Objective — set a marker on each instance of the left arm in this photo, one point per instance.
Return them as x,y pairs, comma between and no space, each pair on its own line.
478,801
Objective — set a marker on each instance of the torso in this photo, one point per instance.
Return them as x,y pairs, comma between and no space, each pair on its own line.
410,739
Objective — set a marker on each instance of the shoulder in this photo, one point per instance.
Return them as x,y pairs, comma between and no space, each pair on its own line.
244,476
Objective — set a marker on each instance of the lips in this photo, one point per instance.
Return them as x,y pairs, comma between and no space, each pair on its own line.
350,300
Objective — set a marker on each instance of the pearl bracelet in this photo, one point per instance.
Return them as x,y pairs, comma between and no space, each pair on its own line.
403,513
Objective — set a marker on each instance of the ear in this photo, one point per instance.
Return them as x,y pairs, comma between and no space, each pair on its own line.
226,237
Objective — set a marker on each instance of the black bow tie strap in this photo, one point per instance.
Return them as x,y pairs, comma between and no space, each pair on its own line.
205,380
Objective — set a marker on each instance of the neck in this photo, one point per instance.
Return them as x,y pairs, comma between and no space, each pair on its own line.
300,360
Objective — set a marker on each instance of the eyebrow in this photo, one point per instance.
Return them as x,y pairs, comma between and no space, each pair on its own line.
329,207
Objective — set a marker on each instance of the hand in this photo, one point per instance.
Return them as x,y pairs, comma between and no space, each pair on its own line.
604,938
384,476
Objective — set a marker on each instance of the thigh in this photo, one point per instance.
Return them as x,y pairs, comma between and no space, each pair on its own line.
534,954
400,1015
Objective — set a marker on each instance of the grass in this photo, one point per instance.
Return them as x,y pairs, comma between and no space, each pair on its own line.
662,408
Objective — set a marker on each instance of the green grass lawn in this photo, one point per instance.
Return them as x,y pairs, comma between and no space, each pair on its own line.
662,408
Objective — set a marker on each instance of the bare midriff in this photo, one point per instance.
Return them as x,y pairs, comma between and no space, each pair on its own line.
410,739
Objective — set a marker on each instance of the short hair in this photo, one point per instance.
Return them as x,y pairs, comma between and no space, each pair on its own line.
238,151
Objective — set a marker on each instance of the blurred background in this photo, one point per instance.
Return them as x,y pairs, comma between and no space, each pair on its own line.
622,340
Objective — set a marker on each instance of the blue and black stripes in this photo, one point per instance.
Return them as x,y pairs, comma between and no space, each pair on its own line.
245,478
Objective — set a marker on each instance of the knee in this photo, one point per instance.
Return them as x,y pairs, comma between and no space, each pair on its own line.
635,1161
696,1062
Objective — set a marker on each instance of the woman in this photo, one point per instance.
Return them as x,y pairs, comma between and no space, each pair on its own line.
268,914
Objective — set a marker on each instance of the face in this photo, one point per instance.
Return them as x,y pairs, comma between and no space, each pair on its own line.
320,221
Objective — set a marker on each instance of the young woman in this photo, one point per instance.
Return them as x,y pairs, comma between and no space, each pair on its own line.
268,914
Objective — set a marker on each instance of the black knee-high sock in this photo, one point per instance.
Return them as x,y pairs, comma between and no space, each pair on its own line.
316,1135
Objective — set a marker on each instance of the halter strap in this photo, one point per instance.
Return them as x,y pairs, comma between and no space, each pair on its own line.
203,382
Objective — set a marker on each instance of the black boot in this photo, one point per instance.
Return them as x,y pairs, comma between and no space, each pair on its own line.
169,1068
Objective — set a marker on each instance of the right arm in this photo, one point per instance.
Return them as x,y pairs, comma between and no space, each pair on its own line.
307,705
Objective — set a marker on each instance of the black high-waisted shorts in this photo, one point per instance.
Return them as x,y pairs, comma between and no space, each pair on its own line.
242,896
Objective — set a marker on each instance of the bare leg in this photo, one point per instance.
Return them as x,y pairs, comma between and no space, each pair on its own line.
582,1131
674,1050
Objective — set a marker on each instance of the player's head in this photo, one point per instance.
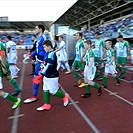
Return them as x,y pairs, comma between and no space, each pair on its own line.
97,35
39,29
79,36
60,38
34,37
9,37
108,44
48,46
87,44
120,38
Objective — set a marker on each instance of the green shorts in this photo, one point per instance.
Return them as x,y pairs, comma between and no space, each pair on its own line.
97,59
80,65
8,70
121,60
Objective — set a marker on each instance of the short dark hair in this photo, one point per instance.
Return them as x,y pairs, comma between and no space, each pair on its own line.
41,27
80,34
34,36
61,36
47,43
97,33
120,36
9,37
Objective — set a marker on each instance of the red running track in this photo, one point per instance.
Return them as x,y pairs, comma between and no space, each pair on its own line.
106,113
════════════════
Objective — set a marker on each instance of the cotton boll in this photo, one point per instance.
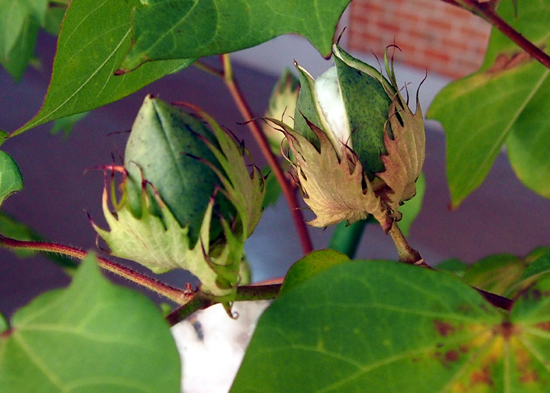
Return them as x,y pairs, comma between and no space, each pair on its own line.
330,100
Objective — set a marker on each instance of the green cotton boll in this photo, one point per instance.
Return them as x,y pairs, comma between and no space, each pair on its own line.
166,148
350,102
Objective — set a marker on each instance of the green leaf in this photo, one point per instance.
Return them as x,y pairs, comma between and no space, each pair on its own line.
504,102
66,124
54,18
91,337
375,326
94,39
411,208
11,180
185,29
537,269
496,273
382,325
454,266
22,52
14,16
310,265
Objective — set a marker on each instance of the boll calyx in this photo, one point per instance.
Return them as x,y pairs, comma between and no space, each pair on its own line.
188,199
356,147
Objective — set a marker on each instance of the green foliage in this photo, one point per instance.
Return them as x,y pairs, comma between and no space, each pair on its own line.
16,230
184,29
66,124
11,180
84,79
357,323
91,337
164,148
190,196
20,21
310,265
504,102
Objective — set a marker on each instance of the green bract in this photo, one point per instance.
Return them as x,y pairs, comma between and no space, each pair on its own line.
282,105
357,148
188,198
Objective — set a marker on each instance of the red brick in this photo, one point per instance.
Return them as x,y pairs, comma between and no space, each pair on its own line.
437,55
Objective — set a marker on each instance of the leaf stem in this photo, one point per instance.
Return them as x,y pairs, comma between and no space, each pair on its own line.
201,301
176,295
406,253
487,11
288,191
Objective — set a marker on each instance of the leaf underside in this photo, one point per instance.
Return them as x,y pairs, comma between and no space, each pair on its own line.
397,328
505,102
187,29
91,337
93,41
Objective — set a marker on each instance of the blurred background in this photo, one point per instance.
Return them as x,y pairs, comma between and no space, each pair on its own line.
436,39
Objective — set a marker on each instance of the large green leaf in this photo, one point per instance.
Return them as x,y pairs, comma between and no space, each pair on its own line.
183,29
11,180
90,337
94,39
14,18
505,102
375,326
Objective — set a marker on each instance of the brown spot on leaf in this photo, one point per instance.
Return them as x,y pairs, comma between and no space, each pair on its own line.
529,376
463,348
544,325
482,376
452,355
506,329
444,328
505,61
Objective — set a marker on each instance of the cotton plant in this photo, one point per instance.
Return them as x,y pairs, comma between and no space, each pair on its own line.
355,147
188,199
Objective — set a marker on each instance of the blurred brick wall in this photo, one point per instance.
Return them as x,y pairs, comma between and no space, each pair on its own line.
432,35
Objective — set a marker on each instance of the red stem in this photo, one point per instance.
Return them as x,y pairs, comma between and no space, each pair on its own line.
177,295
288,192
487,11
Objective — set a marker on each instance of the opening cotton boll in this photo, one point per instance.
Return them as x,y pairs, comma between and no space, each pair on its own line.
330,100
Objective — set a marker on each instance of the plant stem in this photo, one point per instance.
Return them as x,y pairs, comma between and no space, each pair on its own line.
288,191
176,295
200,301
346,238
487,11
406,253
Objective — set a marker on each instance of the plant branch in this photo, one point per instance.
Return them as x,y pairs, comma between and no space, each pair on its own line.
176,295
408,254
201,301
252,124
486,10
════════════════
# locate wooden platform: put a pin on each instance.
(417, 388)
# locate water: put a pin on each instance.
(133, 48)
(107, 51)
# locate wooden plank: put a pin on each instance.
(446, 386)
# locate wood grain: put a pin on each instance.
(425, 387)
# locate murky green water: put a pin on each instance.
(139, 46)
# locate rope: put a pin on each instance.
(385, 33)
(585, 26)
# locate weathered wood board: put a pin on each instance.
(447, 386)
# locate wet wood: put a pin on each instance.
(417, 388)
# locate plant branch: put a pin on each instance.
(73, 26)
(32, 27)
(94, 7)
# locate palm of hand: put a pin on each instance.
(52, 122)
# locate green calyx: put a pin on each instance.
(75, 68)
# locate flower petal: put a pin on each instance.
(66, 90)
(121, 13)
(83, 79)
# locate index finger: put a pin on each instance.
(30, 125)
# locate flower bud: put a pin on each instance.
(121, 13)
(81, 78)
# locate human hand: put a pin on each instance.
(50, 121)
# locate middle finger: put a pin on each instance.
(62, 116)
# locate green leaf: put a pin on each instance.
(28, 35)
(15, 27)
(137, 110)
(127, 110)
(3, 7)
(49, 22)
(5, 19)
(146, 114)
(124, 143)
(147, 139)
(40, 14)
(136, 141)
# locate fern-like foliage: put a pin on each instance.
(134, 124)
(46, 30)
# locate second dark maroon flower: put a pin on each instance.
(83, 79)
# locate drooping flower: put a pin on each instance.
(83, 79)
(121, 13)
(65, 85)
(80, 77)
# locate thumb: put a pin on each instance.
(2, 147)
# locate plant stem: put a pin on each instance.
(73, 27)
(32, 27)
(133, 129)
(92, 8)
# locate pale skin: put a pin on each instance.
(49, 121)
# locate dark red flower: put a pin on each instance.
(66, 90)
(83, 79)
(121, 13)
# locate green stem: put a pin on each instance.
════════════════
Task to carry out:
Copy out each line of the listing that contains the word "hair".

Response area:
Objective — set a marker on each instance of the short hair in this photo, one point per instance.
Objective — set a marker on each instance of the short dark hair in this photo, one point per instance.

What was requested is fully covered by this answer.